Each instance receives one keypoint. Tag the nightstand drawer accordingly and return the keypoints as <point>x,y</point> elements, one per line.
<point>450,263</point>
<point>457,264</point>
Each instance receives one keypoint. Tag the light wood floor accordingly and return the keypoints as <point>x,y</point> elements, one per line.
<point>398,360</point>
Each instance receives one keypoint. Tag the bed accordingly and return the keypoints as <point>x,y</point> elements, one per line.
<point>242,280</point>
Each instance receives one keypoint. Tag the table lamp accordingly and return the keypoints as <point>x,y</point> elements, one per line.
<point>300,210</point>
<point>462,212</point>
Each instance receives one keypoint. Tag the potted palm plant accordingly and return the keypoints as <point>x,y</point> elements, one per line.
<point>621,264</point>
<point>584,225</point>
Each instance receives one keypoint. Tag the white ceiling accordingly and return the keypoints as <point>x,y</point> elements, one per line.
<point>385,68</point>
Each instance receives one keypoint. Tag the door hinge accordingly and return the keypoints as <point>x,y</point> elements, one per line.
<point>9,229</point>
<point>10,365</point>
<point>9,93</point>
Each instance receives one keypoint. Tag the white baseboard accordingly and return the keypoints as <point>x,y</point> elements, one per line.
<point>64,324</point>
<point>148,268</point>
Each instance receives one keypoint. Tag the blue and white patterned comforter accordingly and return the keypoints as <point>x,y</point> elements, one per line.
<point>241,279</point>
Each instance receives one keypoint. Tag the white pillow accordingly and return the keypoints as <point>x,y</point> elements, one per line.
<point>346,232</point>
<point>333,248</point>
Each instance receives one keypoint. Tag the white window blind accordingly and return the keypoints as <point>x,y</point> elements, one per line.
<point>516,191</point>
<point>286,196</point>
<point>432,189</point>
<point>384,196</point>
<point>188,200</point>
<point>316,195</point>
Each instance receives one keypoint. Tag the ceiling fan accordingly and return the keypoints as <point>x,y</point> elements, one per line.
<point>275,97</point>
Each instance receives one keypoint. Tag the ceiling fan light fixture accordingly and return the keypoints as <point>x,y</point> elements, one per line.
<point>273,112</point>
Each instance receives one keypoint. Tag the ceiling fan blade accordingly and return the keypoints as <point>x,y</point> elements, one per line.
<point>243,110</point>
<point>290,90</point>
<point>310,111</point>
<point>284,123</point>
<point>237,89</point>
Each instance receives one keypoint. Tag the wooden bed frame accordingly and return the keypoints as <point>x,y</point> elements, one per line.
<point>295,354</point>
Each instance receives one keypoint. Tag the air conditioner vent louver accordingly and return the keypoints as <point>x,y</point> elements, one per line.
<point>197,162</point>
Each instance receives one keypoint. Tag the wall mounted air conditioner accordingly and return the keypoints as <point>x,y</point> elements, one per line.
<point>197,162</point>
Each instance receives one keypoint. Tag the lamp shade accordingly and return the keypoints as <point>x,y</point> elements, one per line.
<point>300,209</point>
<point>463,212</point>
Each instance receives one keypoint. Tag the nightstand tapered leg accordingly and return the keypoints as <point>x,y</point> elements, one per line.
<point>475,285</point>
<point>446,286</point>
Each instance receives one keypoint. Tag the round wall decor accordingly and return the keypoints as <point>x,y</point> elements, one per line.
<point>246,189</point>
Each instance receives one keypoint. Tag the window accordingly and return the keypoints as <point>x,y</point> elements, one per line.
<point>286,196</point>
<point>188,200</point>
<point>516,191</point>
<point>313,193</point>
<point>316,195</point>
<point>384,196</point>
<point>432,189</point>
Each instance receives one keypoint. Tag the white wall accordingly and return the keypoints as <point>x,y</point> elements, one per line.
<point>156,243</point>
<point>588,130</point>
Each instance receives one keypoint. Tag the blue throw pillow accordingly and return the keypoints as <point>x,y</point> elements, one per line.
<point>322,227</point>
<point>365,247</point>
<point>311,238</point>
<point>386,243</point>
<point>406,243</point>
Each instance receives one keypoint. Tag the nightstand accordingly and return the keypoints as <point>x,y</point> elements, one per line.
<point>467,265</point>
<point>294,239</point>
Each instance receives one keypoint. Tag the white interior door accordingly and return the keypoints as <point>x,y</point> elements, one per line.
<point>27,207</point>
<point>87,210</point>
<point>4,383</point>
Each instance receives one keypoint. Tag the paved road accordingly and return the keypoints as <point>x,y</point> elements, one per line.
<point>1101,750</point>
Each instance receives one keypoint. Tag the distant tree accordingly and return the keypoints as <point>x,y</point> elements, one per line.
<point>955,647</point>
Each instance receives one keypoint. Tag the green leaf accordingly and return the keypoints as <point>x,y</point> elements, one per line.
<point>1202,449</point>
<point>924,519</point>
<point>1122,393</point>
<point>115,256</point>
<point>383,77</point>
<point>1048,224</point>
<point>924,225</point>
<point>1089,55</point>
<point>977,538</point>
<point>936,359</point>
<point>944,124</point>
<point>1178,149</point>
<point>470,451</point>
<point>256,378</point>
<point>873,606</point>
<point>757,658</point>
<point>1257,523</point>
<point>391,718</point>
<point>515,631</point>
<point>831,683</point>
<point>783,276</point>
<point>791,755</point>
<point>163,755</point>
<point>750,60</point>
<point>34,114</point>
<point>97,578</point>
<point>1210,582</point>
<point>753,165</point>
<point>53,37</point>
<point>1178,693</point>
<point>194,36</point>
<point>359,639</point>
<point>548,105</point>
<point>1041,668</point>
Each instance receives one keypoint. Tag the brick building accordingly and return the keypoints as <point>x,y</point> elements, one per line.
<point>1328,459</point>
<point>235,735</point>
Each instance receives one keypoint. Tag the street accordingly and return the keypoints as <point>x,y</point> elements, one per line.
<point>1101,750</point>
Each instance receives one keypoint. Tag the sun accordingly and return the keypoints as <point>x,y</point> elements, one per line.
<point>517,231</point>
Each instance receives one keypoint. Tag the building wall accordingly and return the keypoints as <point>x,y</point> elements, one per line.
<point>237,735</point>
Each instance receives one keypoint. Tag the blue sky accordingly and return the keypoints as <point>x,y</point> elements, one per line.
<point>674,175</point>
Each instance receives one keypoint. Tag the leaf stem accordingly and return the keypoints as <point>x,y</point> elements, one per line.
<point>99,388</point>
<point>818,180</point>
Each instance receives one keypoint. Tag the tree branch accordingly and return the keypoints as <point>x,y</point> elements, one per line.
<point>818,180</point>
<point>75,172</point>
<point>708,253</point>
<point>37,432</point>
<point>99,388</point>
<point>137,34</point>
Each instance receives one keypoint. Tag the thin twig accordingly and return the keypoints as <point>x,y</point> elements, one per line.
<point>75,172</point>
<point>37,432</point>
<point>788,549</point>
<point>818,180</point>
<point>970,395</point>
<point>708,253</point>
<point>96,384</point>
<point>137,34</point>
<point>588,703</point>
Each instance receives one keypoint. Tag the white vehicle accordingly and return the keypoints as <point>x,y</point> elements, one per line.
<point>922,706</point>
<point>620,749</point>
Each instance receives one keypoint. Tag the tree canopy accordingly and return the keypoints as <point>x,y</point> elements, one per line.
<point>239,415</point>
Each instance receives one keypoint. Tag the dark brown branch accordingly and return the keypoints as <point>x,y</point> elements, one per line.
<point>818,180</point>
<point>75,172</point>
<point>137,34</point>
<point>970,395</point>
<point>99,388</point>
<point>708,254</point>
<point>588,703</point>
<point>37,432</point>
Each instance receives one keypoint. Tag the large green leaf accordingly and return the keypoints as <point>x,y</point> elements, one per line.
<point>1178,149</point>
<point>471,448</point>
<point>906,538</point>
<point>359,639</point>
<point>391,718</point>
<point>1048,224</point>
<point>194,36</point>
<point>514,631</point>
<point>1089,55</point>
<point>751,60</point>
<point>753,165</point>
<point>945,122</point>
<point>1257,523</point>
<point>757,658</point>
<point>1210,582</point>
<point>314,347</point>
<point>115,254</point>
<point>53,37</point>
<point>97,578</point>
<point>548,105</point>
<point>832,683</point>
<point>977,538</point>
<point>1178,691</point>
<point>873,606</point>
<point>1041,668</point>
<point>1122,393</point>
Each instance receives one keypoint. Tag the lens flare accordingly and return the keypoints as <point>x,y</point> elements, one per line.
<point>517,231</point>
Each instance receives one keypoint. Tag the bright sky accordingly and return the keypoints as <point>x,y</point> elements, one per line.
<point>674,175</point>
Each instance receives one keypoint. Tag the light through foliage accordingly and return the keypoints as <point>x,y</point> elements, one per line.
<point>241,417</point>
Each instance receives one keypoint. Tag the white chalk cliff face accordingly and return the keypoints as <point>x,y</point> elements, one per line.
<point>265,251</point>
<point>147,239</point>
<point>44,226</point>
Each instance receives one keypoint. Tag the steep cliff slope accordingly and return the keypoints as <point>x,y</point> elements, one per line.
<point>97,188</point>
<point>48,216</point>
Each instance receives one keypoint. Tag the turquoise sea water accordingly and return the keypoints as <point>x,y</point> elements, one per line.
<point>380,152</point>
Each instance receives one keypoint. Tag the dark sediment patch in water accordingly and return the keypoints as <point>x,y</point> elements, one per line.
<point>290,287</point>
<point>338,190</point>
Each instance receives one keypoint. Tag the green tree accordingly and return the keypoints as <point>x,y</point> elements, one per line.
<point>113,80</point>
-=-=-
Exercise goal: Everything from the line with "Each instance receives one keypoint. Tag the steep" to the end of the listing above is to be set down exactly, both ends included.

Exercise result:
Each instance receives one keypoint. Tag the steep cliff slope accordingly and return the keypoints as <point>x,y</point> elements, one per line.
<point>97,188</point>
<point>48,216</point>
Each instance receives one keypoint. Tag the turquoise sea water accordingly and return the keypoints as <point>x,y</point> elements, one per line.
<point>380,152</point>
Each instance receives one keypoint. Tag the dark sediment patch in water accordingly and return the keypoints as <point>x,y</point> elements, one per line.
<point>290,287</point>
<point>338,190</point>
Each instance receives one keypoint. Tag the green tree accordingly and return the keypoints as <point>x,y</point> elements, one per line.
<point>113,80</point>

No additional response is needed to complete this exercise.